* Given instruction
Please translate this sentence from the email excerpt below into Spanish: "I say GNOME because I mean a binding to all the important GNOME services - not only ORBit, but also the GNOME libraries."

[EMAIL PROTECTED] wrote,

> Manuel M. T. Chakravarty writes:
>  > "Erik Meijer" <[EMAIL PROTECTED]> wrote,
> [...]
> > I understand that the fact that COM fixes the binary
> > interface makes it much easier to deal with. 
> 
> I don't understand this - perhaps you could explain.

For Corba you usually have to select an ORB first and you
need a language mapping - simply fewer variables with COM
(you pay with loss of portability).

>  > As I wrote
>  > in response to Daan, I am seriously thinking about getting
>  > H/Direct to work with GNOME. Maybe this way we can arrive
>  > at something that is more or less portable at least on the
>  > Haskell level.
> 
> Presumably you mean ORBit, rather than GNOME. 

I say GNOME because I mean a binding to all the important
GNOME services - not only ORBit, but also the GNOME
libraries.

* Material supplied
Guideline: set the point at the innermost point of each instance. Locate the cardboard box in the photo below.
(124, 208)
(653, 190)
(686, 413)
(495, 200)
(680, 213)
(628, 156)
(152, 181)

* Exercise solution
Digo GNOME porque me refiero a un enlace con todos los servicios importantes de GNOME: no solo ORBit, sino también las bibliotecas de GNOME.